Excerpts from annotation records:
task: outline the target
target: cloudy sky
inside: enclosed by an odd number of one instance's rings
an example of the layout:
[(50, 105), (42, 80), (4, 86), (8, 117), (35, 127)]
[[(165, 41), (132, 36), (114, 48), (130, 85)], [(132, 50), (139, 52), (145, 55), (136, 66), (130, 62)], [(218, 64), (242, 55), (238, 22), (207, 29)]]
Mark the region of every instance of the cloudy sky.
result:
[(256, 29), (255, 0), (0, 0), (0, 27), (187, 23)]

What is required
Extract every line of the rows above and reproduce each one without any change.

Output for this exercise
task: outline the target
target: cloudy sky
inside: enclosed by an odd number of one instance's rings
an example of the layout:
[(50, 105), (42, 80), (4, 86), (8, 117), (35, 127)]
[[(165, 41), (132, 36), (114, 48), (130, 85)], [(132, 50), (139, 52), (145, 55), (136, 66), (130, 62)], [(218, 64), (242, 55), (238, 22), (207, 29)]]
Mark the region of every instance of the cloudy sky.
result:
[(256, 29), (255, 0), (0, 0), (0, 27), (187, 23)]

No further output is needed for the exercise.